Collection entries
◆ ◆ ◆

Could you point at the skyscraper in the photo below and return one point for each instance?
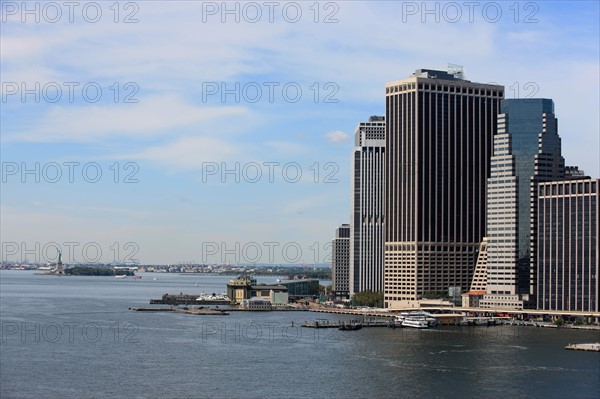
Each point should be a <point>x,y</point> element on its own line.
<point>522,126</point>
<point>568,250</point>
<point>367,206</point>
<point>439,133</point>
<point>340,262</point>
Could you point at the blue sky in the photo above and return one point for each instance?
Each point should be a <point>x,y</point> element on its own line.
<point>174,142</point>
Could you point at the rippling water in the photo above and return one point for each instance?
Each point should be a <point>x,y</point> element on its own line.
<point>74,337</point>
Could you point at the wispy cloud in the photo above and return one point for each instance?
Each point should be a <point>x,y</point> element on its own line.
<point>336,137</point>
<point>151,116</point>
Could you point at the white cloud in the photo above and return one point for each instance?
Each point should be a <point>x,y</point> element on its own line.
<point>188,152</point>
<point>336,137</point>
<point>151,116</point>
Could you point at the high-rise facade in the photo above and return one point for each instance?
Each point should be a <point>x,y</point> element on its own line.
<point>367,219</point>
<point>568,251</point>
<point>340,262</point>
<point>521,124</point>
<point>439,134</point>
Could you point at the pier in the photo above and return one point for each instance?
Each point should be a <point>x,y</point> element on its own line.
<point>325,323</point>
<point>194,311</point>
<point>187,299</point>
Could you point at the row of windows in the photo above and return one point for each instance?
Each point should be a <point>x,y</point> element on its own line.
<point>445,88</point>
<point>562,188</point>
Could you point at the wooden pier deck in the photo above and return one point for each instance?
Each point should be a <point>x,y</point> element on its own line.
<point>194,311</point>
<point>595,347</point>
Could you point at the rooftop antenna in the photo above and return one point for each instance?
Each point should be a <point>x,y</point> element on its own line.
<point>456,70</point>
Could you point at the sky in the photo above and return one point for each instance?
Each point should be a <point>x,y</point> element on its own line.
<point>170,132</point>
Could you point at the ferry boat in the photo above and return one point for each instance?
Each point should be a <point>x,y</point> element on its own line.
<point>415,322</point>
<point>212,297</point>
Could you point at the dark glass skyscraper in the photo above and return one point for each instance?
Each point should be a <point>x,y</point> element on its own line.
<point>367,206</point>
<point>439,134</point>
<point>520,127</point>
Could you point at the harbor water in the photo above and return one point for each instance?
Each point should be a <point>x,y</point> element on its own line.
<point>73,337</point>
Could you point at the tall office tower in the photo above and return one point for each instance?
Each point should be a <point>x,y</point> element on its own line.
<point>439,133</point>
<point>367,203</point>
<point>509,209</point>
<point>340,262</point>
<point>568,250</point>
<point>549,166</point>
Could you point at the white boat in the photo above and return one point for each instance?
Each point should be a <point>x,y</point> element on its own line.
<point>415,322</point>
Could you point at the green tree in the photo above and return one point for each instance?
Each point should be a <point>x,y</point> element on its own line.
<point>369,298</point>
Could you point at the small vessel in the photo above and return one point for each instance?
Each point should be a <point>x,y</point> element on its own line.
<point>415,322</point>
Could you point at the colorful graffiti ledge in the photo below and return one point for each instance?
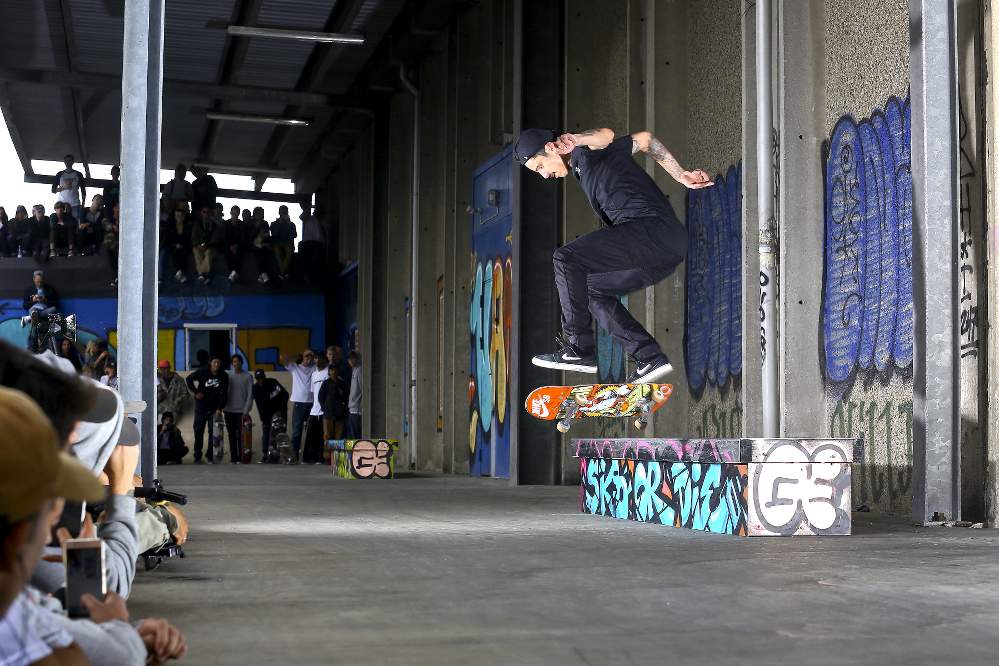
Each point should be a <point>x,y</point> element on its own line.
<point>363,458</point>
<point>743,487</point>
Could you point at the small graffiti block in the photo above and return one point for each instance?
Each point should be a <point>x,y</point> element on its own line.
<point>745,487</point>
<point>363,458</point>
<point>805,498</point>
<point>663,450</point>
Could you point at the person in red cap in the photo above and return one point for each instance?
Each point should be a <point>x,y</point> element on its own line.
<point>171,391</point>
<point>642,243</point>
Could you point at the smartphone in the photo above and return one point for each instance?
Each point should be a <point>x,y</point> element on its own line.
<point>71,519</point>
<point>84,561</point>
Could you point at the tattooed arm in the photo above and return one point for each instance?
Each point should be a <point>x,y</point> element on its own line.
<point>648,143</point>
<point>594,139</point>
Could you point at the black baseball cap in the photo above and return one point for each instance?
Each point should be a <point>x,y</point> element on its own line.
<point>531,142</point>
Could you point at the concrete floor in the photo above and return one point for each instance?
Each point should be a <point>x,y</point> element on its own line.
<point>287,565</point>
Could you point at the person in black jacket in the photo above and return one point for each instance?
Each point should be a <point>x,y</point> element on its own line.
<point>271,399</point>
<point>333,398</point>
<point>40,300</point>
<point>39,231</point>
<point>210,387</point>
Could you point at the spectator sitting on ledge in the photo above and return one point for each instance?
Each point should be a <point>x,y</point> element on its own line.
<point>62,230</point>
<point>91,225</point>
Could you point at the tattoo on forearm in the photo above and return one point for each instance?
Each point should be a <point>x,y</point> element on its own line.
<point>665,158</point>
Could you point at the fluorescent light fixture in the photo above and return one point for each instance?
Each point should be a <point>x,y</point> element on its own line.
<point>252,118</point>
<point>300,35</point>
<point>247,170</point>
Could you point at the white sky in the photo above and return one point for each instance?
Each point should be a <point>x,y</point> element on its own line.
<point>14,191</point>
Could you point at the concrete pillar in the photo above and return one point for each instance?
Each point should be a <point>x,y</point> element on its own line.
<point>752,365</point>
<point>142,92</point>
<point>801,105</point>
<point>935,149</point>
<point>991,458</point>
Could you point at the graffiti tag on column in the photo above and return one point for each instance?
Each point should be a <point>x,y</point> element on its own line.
<point>867,285</point>
<point>969,299</point>
<point>713,322</point>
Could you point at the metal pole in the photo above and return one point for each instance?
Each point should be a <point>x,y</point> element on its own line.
<point>767,221</point>
<point>414,284</point>
<point>140,151</point>
<point>936,423</point>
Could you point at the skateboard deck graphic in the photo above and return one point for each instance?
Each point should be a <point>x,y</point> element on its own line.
<point>564,403</point>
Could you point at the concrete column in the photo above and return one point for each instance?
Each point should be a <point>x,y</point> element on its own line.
<point>991,163</point>
<point>142,92</point>
<point>935,222</point>
<point>752,365</point>
<point>800,85</point>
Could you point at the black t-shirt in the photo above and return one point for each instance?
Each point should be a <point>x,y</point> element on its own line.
<point>616,186</point>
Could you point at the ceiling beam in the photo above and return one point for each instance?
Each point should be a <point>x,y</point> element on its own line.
<point>66,16</point>
<point>323,56</point>
<point>100,183</point>
<point>86,81</point>
<point>15,136</point>
<point>246,13</point>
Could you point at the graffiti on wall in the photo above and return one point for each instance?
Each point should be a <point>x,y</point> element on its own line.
<point>706,497</point>
<point>363,458</point>
<point>867,287</point>
<point>866,321</point>
<point>712,340</point>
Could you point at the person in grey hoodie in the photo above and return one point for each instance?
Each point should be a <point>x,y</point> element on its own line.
<point>237,406</point>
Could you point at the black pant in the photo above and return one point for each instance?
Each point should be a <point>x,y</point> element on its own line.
<point>595,270</point>
<point>202,418</point>
<point>234,426</point>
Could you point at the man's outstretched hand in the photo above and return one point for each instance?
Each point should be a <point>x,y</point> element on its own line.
<point>563,145</point>
<point>696,179</point>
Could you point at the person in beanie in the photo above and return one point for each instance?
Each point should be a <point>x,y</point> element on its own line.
<point>237,407</point>
<point>210,387</point>
<point>642,243</point>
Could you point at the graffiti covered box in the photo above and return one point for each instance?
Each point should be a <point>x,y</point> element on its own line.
<point>745,487</point>
<point>363,458</point>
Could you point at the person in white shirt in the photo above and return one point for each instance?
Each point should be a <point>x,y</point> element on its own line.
<point>354,401</point>
<point>301,393</point>
<point>69,186</point>
<point>314,430</point>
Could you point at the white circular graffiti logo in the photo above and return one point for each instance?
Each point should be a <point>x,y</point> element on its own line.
<point>792,486</point>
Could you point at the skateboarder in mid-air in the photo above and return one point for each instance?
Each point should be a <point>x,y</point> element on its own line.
<point>641,245</point>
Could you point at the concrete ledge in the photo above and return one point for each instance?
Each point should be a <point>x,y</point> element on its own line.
<point>362,458</point>
<point>748,487</point>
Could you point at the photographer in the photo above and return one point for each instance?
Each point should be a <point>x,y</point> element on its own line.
<point>271,399</point>
<point>40,300</point>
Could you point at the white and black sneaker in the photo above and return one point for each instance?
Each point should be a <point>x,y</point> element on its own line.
<point>650,371</point>
<point>568,357</point>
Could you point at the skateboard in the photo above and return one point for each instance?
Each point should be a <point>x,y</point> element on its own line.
<point>247,441</point>
<point>218,438</point>
<point>281,451</point>
<point>564,403</point>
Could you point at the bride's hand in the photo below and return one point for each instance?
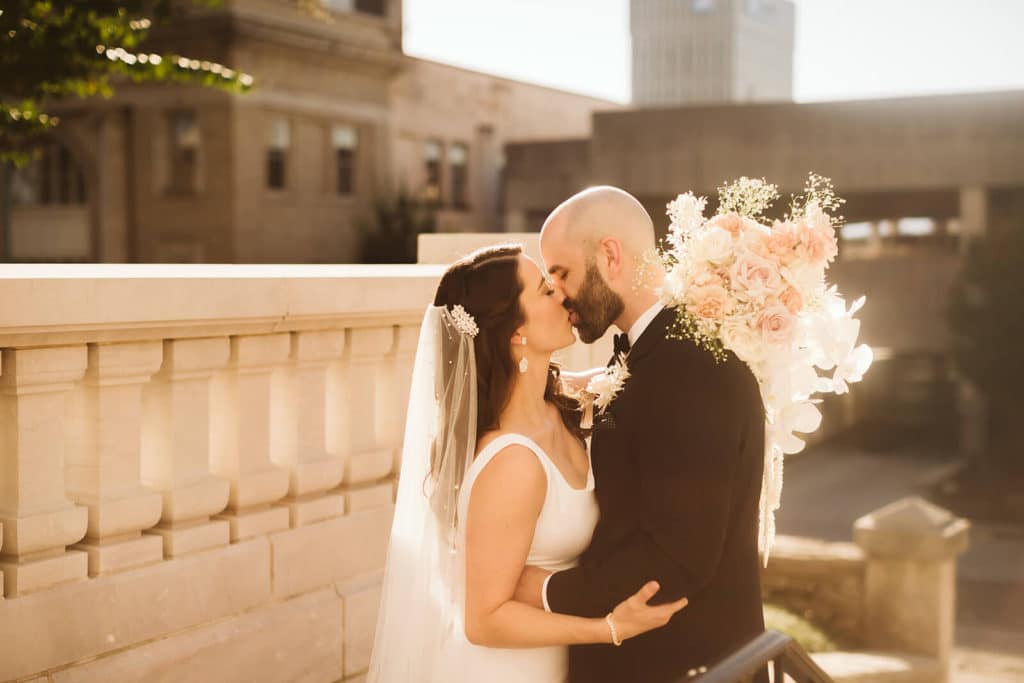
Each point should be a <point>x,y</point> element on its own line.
<point>633,615</point>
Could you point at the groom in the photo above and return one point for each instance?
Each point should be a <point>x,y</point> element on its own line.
<point>677,461</point>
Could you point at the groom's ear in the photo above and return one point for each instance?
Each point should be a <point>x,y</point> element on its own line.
<point>609,256</point>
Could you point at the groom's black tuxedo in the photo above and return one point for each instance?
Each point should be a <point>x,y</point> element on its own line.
<point>678,481</point>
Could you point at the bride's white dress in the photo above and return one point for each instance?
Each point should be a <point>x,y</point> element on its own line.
<point>563,531</point>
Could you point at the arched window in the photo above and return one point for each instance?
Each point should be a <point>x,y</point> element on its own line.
<point>50,178</point>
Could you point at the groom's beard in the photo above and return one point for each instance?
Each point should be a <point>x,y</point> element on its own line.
<point>595,305</point>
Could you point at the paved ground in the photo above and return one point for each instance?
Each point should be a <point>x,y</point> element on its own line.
<point>826,489</point>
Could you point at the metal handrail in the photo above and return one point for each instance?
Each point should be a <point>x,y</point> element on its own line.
<point>786,656</point>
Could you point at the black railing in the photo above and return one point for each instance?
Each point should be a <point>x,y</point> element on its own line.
<point>786,657</point>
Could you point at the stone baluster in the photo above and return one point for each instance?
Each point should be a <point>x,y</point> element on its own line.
<point>103,457</point>
<point>366,431</point>
<point>393,395</point>
<point>910,581</point>
<point>39,522</point>
<point>176,446</point>
<point>240,435</point>
<point>298,433</point>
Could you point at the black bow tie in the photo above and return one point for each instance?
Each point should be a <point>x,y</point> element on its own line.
<point>621,344</point>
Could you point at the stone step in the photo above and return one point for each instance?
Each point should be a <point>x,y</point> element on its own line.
<point>878,667</point>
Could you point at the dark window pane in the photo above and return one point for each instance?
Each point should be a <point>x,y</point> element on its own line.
<point>378,7</point>
<point>459,186</point>
<point>275,169</point>
<point>344,160</point>
<point>459,159</point>
<point>184,157</point>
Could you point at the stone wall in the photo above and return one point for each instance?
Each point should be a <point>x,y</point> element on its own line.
<point>821,582</point>
<point>197,467</point>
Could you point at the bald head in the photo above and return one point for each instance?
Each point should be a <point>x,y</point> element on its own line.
<point>598,213</point>
<point>595,245</point>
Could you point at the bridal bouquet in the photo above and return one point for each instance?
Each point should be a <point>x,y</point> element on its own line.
<point>741,282</point>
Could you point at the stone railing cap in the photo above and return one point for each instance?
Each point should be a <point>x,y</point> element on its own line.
<point>911,528</point>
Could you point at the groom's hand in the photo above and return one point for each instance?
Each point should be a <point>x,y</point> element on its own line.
<point>530,587</point>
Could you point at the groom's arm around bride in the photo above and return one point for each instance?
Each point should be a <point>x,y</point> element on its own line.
<point>679,480</point>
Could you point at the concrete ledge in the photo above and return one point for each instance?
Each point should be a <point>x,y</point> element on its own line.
<point>295,640</point>
<point>877,667</point>
<point>57,627</point>
<point>115,302</point>
<point>330,551</point>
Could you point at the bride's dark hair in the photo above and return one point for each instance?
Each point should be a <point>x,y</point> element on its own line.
<point>486,284</point>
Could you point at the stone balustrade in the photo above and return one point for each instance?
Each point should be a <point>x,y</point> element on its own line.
<point>197,466</point>
<point>891,594</point>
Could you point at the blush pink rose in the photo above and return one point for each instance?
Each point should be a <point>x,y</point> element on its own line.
<point>792,300</point>
<point>781,242</point>
<point>730,222</point>
<point>755,276</point>
<point>711,302</point>
<point>816,245</point>
<point>776,325</point>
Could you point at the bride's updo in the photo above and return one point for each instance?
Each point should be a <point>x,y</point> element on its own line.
<point>486,284</point>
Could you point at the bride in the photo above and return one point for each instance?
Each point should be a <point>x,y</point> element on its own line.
<point>495,475</point>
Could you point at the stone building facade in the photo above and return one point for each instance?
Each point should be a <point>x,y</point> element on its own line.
<point>704,51</point>
<point>339,119</point>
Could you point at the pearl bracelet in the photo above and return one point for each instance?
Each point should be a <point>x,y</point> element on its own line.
<point>614,632</point>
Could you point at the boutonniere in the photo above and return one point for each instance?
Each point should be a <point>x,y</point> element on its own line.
<point>603,388</point>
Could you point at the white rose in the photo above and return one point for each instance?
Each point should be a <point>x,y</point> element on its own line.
<point>715,246</point>
<point>599,384</point>
<point>743,341</point>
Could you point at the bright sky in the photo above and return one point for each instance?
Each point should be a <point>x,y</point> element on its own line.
<point>845,48</point>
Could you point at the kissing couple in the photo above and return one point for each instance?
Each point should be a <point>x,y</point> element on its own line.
<point>526,548</point>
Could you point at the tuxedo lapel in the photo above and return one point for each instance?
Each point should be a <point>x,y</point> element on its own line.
<point>652,336</point>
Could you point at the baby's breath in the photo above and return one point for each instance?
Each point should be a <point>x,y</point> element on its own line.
<point>820,189</point>
<point>747,197</point>
<point>686,326</point>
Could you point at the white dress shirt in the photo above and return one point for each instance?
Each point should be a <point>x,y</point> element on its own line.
<point>633,335</point>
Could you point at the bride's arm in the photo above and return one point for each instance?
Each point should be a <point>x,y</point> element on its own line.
<point>505,504</point>
<point>504,507</point>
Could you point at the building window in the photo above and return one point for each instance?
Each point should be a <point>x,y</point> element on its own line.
<point>378,7</point>
<point>50,178</point>
<point>338,5</point>
<point>432,161</point>
<point>184,152</point>
<point>459,160</point>
<point>276,154</point>
<point>344,140</point>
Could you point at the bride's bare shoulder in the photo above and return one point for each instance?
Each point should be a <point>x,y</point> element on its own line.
<point>514,460</point>
<point>486,438</point>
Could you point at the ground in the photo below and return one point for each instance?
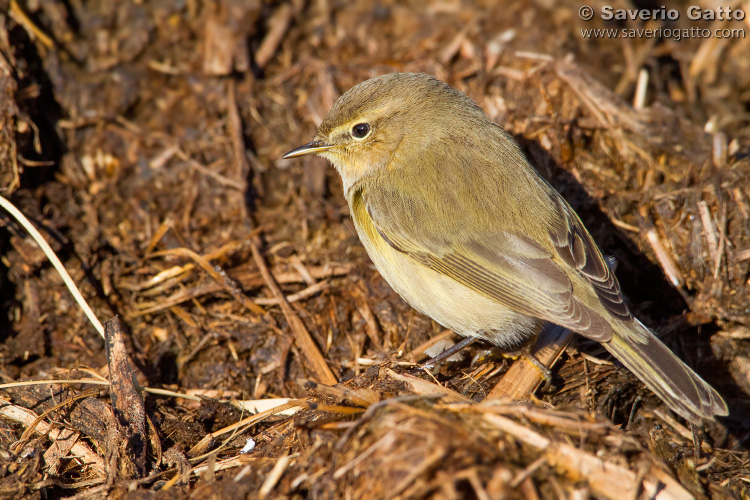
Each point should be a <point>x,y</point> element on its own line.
<point>144,140</point>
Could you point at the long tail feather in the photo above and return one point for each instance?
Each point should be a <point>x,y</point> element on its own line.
<point>683,390</point>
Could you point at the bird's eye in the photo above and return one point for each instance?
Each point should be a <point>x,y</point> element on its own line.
<point>360,130</point>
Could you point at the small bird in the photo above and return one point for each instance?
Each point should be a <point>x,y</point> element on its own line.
<point>462,226</point>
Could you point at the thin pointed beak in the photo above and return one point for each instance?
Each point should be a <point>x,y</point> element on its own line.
<point>310,148</point>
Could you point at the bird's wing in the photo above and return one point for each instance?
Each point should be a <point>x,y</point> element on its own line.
<point>512,269</point>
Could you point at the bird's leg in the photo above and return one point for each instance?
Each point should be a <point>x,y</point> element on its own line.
<point>436,360</point>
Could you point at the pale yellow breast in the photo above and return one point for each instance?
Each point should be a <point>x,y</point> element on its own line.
<point>448,302</point>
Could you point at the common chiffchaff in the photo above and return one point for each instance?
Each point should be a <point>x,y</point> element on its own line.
<point>462,227</point>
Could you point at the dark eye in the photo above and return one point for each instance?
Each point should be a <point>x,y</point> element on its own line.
<point>360,130</point>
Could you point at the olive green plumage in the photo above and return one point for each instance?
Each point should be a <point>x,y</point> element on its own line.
<point>464,229</point>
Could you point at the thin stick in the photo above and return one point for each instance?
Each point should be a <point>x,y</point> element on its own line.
<point>8,206</point>
<point>304,340</point>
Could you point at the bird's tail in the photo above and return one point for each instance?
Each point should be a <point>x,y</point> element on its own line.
<point>683,390</point>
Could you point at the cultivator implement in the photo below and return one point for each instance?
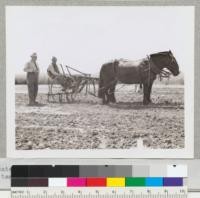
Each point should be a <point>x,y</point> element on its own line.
<point>79,83</point>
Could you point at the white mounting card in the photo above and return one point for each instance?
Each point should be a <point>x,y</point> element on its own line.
<point>86,38</point>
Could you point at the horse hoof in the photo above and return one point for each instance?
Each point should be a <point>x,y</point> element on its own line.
<point>145,102</point>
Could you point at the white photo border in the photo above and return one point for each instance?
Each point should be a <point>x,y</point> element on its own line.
<point>186,152</point>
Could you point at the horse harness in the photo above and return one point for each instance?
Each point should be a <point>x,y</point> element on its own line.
<point>148,71</point>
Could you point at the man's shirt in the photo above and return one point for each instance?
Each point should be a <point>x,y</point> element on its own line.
<point>31,67</point>
<point>53,71</point>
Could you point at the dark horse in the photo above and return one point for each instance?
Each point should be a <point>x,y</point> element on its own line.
<point>132,72</point>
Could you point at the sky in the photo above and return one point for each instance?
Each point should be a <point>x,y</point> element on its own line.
<point>86,37</point>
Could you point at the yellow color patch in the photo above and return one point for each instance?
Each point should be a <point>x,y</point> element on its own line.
<point>115,181</point>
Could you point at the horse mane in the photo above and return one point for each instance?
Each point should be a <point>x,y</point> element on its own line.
<point>160,53</point>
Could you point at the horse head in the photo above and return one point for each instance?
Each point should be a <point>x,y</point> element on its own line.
<point>166,60</point>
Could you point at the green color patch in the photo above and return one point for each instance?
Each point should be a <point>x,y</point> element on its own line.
<point>135,181</point>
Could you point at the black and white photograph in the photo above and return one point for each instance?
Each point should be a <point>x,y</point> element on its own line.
<point>107,81</point>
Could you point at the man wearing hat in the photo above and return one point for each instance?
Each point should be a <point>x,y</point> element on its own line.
<point>32,70</point>
<point>54,73</point>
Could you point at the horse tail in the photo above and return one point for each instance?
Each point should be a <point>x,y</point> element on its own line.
<point>101,84</point>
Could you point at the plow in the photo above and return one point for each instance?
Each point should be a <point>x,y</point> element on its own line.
<point>78,82</point>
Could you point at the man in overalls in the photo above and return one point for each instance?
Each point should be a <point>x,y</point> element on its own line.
<point>32,70</point>
<point>55,74</point>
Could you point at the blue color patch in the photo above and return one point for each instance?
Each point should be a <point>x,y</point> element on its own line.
<point>154,181</point>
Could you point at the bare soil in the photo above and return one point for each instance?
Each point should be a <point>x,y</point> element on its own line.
<point>87,124</point>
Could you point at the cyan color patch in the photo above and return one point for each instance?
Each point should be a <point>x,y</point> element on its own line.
<point>154,181</point>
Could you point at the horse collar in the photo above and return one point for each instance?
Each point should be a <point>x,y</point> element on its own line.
<point>153,68</point>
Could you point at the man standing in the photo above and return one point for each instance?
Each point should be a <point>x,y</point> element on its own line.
<point>32,70</point>
<point>54,73</point>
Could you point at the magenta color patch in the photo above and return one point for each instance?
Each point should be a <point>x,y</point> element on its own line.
<point>76,181</point>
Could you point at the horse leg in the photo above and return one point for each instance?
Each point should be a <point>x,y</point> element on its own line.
<point>149,91</point>
<point>112,94</point>
<point>145,92</point>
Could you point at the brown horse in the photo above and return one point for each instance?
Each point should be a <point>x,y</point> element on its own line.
<point>132,72</point>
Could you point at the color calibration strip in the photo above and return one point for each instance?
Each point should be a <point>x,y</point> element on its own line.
<point>98,182</point>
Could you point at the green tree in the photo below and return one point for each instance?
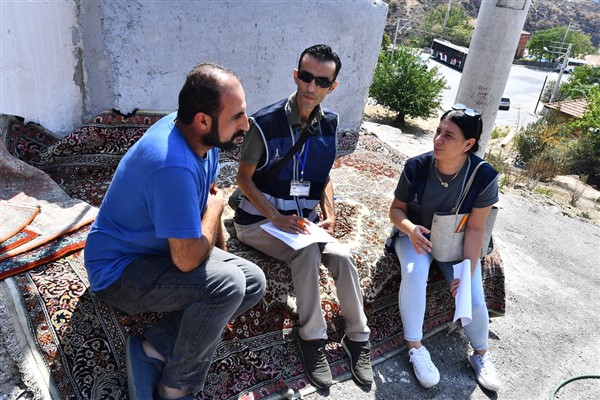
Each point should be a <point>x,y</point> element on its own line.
<point>582,43</point>
<point>403,84</point>
<point>457,28</point>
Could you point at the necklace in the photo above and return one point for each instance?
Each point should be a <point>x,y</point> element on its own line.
<point>442,182</point>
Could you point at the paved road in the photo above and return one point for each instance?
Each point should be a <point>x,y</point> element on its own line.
<point>550,329</point>
<point>523,88</point>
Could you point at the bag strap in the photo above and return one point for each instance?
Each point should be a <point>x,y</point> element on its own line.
<point>467,187</point>
<point>305,134</point>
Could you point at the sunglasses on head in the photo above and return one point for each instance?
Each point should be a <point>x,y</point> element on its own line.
<point>320,81</point>
<point>468,111</point>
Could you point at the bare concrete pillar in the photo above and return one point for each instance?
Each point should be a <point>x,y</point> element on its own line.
<point>497,32</point>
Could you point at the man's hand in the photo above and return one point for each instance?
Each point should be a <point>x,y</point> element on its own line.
<point>215,202</point>
<point>328,225</point>
<point>290,223</point>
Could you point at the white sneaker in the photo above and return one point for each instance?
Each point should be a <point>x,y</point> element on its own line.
<point>426,372</point>
<point>485,371</point>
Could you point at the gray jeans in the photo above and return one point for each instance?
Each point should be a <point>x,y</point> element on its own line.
<point>198,304</point>
<point>304,265</point>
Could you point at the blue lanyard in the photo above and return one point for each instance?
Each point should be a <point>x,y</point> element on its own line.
<point>302,161</point>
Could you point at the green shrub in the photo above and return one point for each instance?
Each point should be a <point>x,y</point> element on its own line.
<point>403,84</point>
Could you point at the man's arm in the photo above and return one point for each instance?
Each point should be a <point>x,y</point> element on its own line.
<point>328,207</point>
<point>287,223</point>
<point>188,254</point>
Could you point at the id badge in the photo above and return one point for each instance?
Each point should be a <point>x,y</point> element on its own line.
<point>299,188</point>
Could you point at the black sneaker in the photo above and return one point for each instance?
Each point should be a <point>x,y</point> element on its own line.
<point>360,360</point>
<point>315,362</point>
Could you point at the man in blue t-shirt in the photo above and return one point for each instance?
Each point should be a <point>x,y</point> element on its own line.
<point>157,242</point>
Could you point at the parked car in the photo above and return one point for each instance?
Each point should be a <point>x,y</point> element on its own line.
<point>504,103</point>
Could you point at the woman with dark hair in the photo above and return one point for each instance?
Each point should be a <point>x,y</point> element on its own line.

◆ ◆ ◆

Goal:
Please repeat the lines from the one containing "Could you point at the black railing" through the one containing "<point>786,657</point>", keeping both of those lines.

Finished exercise:
Could you point at the black railing in the photo above and return one point for each instance?
Each point should be a <point>x,y</point> element on its own line.
<point>786,657</point>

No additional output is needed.